Retirement doesn’t suit former Gov. Paul LePage. Though he’s twice moved to Florida since leaving the Blaine House in 2018, he just won’t stay there.

In 2022, he came back to Maine to challenge the reelection bid of his successor, Gov. Janet Mills. It didn’t go well. Mills clobbered him, securing 55% of the vote in a three-way contest while LePage got 42%. In the aftermath, LePage headed south again to his Ormond Beach retirement place.

But on Sunday, he filed paperwork indicating his intention to run for, of all things, Congress. LePage is taking aim at U.S. Rep. Jared Golden, the Lewiston Democrat who has held sway in the sprawling 2nd District since he knocked incumbent Republican Bruce Poliquin out of office in 2018.

What to produce
For each statement below, say yes or no to whether it agrees with the article on Paul LePage, and quote the article's deciding words verbatim.
1. Janet Mills won 55% of the vote in the 2022 governor's race.
2. LePage has moved to Florida only once since leaving the Blaine House.
3. Jared Golden is a Republican.
The data that come next are separate material, unrelated to the article on Paul LePage.

Dataset entries
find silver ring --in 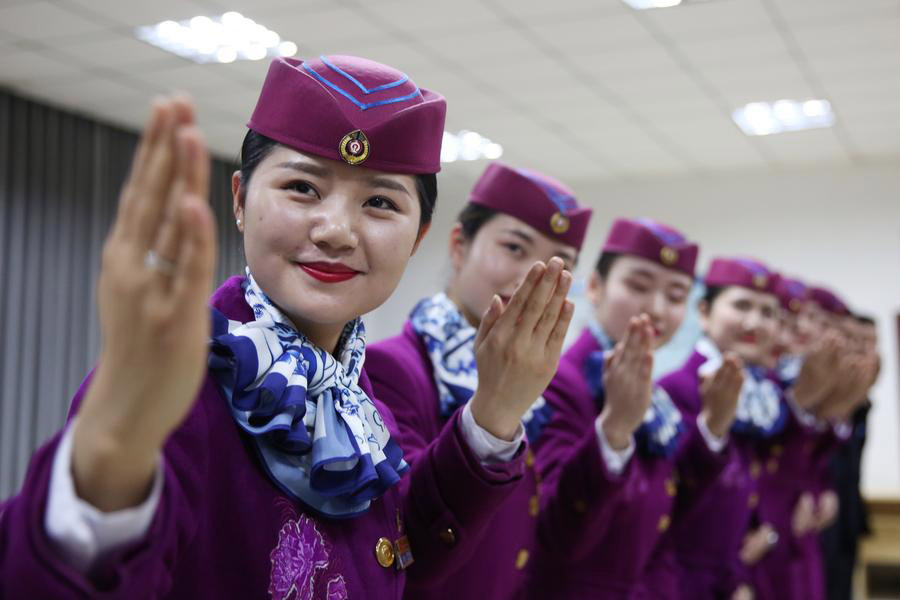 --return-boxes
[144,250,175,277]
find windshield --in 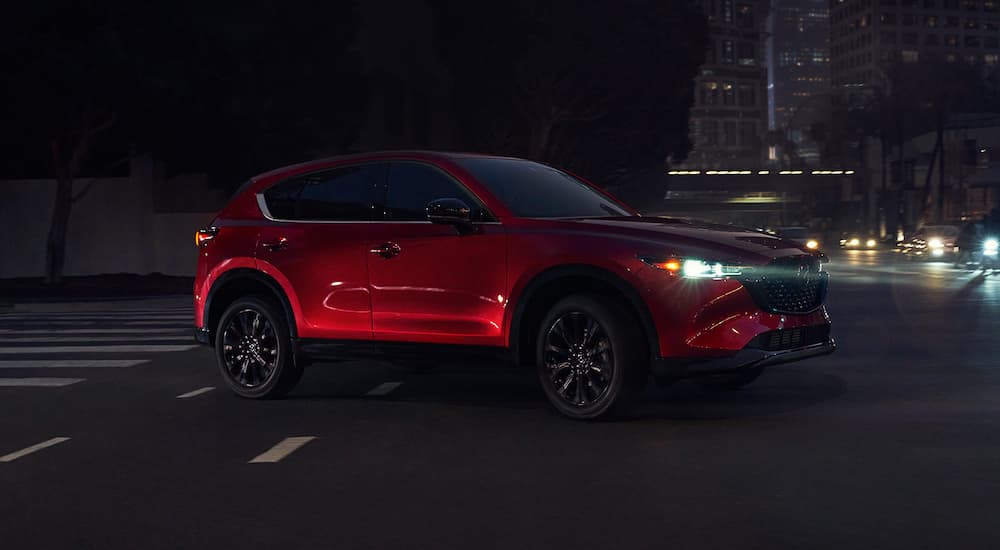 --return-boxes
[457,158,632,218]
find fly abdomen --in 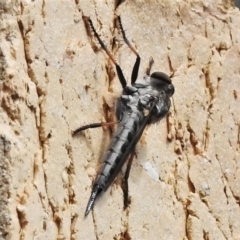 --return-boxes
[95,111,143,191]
...
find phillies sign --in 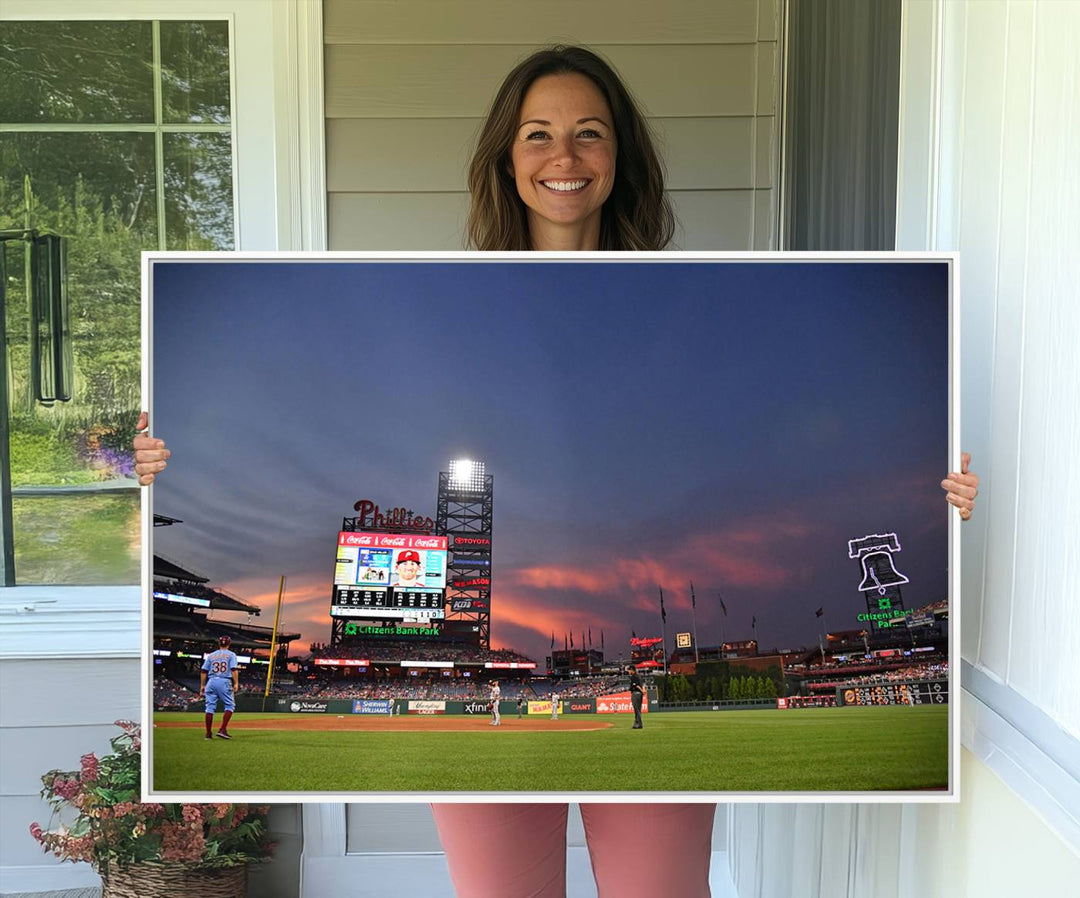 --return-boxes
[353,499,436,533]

Expected answer
1. Yes: "securing 55% of the vote in a three-way contest"
2. No: "he’s twice moved to Florida since leaving the Blaine House in 2018"
3. No: "the Lewiston Democrat"